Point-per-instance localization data
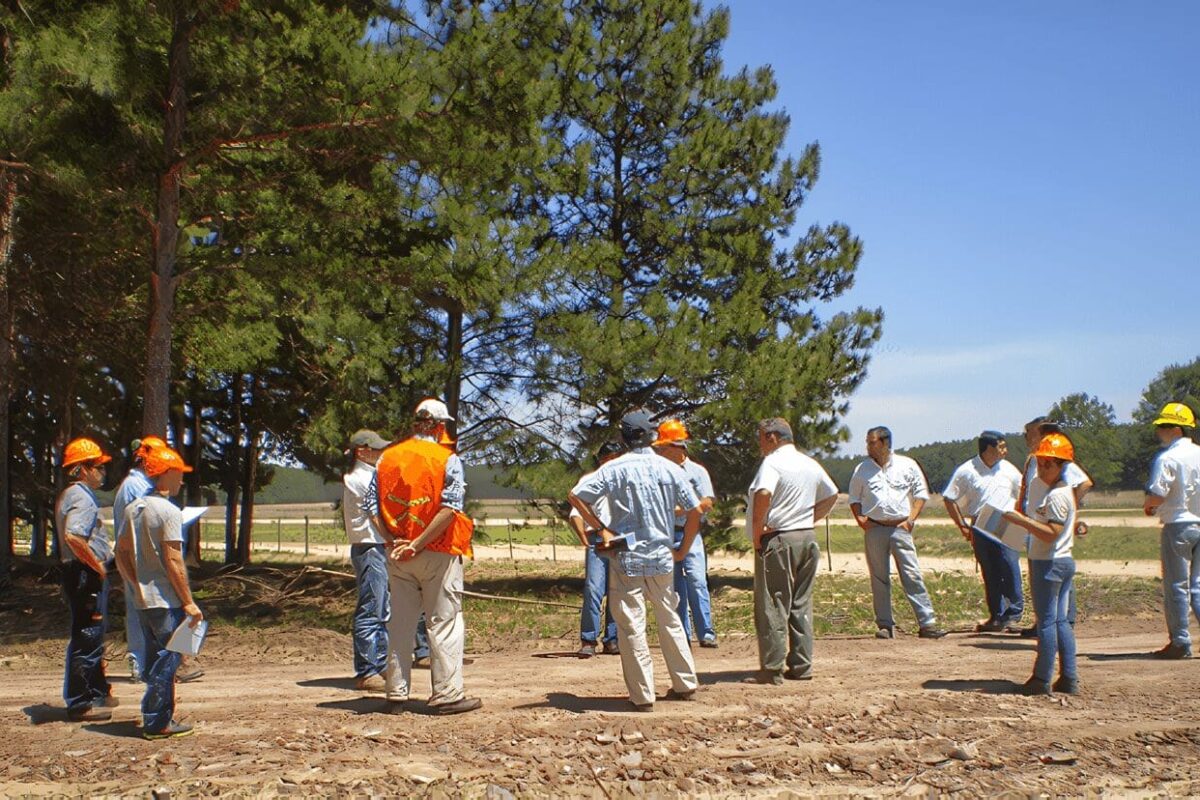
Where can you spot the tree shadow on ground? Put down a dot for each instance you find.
(576, 704)
(1014, 647)
(981, 686)
(328, 683)
(376, 704)
(1119, 656)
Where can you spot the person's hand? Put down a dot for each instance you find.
(193, 614)
(403, 552)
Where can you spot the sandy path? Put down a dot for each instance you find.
(276, 715)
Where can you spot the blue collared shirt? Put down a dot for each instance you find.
(136, 485)
(642, 489)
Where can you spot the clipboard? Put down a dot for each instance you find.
(990, 523)
(187, 639)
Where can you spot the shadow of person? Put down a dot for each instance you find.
(576, 704)
(984, 686)
(328, 683)
(45, 713)
(125, 728)
(725, 677)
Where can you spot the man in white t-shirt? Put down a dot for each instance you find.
(1174, 494)
(887, 493)
(990, 479)
(150, 558)
(789, 494)
(595, 572)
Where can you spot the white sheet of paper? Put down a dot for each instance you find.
(189, 639)
(191, 513)
(990, 522)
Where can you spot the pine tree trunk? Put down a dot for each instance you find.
(233, 470)
(250, 473)
(165, 244)
(7, 224)
(454, 367)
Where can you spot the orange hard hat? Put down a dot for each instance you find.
(1055, 445)
(671, 432)
(157, 461)
(83, 450)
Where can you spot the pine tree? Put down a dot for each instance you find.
(671, 202)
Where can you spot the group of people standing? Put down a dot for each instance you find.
(640, 516)
(149, 560)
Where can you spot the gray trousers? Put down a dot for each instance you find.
(784, 571)
(881, 542)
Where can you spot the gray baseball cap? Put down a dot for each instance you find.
(365, 438)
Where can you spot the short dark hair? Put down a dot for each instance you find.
(777, 426)
(989, 439)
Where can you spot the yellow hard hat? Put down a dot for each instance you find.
(1176, 414)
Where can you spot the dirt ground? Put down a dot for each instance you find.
(277, 715)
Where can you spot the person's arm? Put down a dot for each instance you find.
(576, 523)
(822, 509)
(82, 551)
(690, 528)
(177, 573)
(126, 565)
(857, 510)
(759, 516)
(955, 513)
(405, 551)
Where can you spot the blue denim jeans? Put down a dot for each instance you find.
(135, 643)
(1050, 583)
(159, 666)
(370, 625)
(595, 589)
(1180, 547)
(1001, 569)
(691, 585)
(87, 595)
(881, 542)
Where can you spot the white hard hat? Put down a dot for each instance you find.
(433, 409)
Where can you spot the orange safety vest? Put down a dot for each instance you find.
(411, 476)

- ACTIVITY: Nothing but the lines from the one with "Where can you spot the yellow" through the final line of the data above should be output, exactly as written.

- ANSWER:
Where can you spot the yellow hard hat? Put down a dot for each instance you find.
(1176, 414)
Where can you spot the dirt ground? Put down a dot for each instance you find.
(277, 715)
Where can you spot the person's arm? Put down a dot for each instance you find.
(576, 523)
(822, 509)
(82, 551)
(690, 528)
(177, 573)
(126, 565)
(857, 510)
(759, 516)
(955, 513)
(405, 551)
Where can you spot the blue denim jeans? Put down a dot for each instance you find.
(135, 643)
(1050, 583)
(159, 666)
(370, 625)
(595, 589)
(1180, 547)
(1001, 569)
(691, 585)
(87, 595)
(881, 542)
Where can you spot the white hard hat? Put down a dot for each instance you find.
(433, 409)
Where can you spot the orange safety vest? Put down a dot for each instance you find.
(411, 476)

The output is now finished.